**Work instruction**
Within the data below, tally the lines that contain "light" and state only the total.
══════════════════════════════
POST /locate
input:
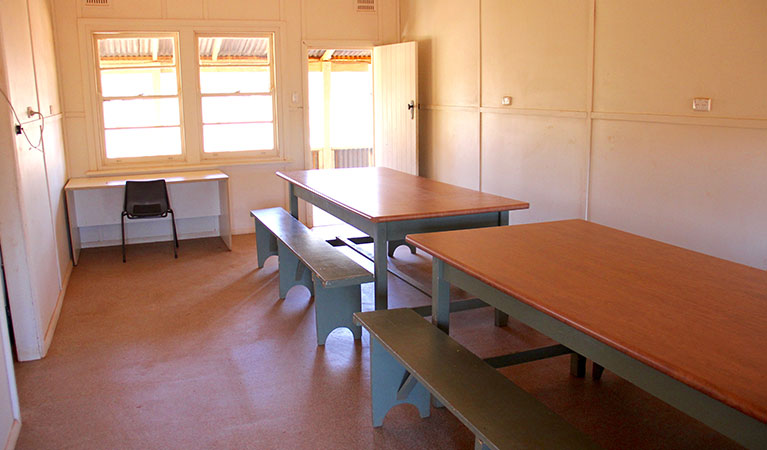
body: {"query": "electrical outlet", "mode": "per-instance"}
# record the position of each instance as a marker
(701, 104)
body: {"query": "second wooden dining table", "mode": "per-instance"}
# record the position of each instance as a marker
(387, 205)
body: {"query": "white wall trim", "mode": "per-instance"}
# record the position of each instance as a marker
(48, 338)
(534, 112)
(13, 436)
(726, 122)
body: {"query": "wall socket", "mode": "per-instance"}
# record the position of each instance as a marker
(701, 104)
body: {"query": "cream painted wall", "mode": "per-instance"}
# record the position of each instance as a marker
(252, 185)
(601, 124)
(32, 228)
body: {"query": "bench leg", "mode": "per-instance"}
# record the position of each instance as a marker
(596, 371)
(501, 318)
(394, 244)
(333, 308)
(386, 377)
(577, 365)
(292, 271)
(266, 243)
(479, 445)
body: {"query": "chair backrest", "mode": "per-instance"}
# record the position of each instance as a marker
(146, 198)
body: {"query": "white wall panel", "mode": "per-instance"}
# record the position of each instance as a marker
(699, 187)
(654, 56)
(448, 49)
(537, 52)
(243, 9)
(540, 160)
(449, 144)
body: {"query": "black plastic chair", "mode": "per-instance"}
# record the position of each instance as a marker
(146, 199)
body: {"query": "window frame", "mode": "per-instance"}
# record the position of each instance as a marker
(93, 160)
(99, 97)
(238, 154)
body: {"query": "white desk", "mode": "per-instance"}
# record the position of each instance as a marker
(79, 190)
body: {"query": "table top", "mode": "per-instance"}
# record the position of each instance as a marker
(119, 181)
(699, 319)
(384, 195)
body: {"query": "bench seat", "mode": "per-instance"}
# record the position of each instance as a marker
(411, 359)
(307, 259)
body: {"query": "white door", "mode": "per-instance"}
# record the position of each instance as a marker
(10, 418)
(395, 92)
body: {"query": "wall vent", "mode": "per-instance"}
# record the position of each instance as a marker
(366, 5)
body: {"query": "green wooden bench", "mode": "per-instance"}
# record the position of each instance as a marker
(307, 259)
(410, 359)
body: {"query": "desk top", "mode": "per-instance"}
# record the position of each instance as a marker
(385, 195)
(119, 181)
(699, 319)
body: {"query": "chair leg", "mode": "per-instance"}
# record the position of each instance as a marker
(122, 224)
(175, 236)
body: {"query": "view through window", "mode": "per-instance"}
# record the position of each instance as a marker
(237, 87)
(142, 100)
(138, 86)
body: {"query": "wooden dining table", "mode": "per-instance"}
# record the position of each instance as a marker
(689, 328)
(387, 205)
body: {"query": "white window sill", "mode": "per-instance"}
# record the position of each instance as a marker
(150, 168)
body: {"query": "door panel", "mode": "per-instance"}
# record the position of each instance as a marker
(395, 91)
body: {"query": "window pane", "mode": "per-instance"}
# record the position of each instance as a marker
(351, 110)
(121, 52)
(253, 108)
(146, 112)
(143, 142)
(316, 110)
(226, 50)
(233, 138)
(227, 80)
(135, 82)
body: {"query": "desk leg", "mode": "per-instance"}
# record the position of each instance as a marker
(225, 215)
(501, 318)
(440, 296)
(380, 272)
(74, 231)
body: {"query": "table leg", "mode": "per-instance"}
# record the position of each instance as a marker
(440, 296)
(501, 318)
(74, 230)
(379, 260)
(293, 200)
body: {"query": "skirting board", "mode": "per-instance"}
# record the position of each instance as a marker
(144, 240)
(13, 435)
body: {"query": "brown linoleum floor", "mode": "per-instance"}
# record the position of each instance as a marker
(199, 353)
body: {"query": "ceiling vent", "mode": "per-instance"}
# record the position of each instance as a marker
(366, 5)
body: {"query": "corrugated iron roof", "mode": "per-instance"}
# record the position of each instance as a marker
(342, 55)
(235, 47)
(134, 47)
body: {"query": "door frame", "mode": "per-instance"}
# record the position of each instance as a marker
(305, 211)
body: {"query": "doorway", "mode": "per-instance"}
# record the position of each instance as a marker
(340, 102)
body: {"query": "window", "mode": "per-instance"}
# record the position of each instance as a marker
(237, 93)
(137, 82)
(182, 95)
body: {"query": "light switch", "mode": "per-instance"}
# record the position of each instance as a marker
(701, 104)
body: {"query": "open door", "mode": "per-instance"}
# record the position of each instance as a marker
(395, 93)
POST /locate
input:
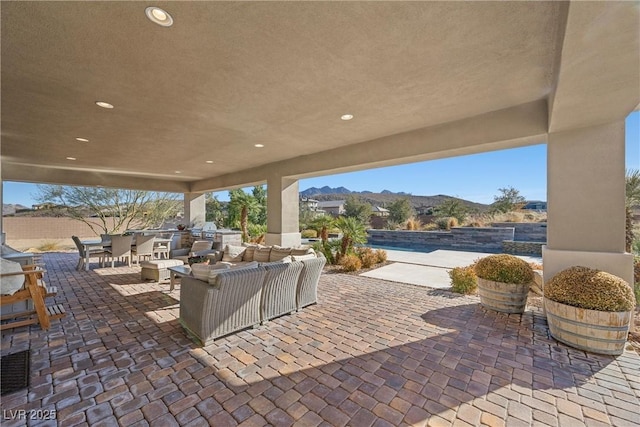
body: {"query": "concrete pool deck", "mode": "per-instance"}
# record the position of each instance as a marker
(428, 268)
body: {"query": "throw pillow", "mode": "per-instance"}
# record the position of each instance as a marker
(302, 251)
(9, 285)
(262, 254)
(277, 253)
(249, 252)
(303, 257)
(252, 264)
(233, 253)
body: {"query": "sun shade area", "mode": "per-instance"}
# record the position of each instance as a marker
(370, 352)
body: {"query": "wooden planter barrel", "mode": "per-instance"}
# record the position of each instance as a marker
(603, 332)
(504, 297)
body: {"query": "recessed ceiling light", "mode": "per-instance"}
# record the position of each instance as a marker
(104, 104)
(159, 16)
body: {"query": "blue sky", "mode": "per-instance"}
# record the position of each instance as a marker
(467, 177)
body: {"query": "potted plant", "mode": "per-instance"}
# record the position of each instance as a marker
(503, 282)
(589, 309)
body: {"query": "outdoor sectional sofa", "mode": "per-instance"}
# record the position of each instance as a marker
(242, 296)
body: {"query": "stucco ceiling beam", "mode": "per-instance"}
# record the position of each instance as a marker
(598, 74)
(46, 175)
(512, 127)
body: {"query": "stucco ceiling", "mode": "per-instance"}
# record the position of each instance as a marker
(229, 75)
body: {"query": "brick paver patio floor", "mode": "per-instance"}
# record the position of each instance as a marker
(370, 353)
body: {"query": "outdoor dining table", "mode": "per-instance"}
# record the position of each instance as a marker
(89, 244)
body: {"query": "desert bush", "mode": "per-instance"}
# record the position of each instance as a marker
(367, 257)
(309, 234)
(392, 225)
(590, 289)
(536, 265)
(432, 226)
(464, 280)
(504, 268)
(350, 263)
(413, 224)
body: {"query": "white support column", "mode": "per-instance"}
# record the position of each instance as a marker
(282, 212)
(585, 194)
(2, 236)
(194, 209)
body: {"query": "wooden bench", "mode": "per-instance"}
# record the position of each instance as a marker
(36, 291)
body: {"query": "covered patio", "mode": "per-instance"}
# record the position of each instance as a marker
(241, 93)
(369, 353)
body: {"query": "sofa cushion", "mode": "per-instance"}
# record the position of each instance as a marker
(277, 253)
(202, 271)
(302, 257)
(262, 254)
(249, 251)
(233, 253)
══════════════════════════════
**Task answer**
2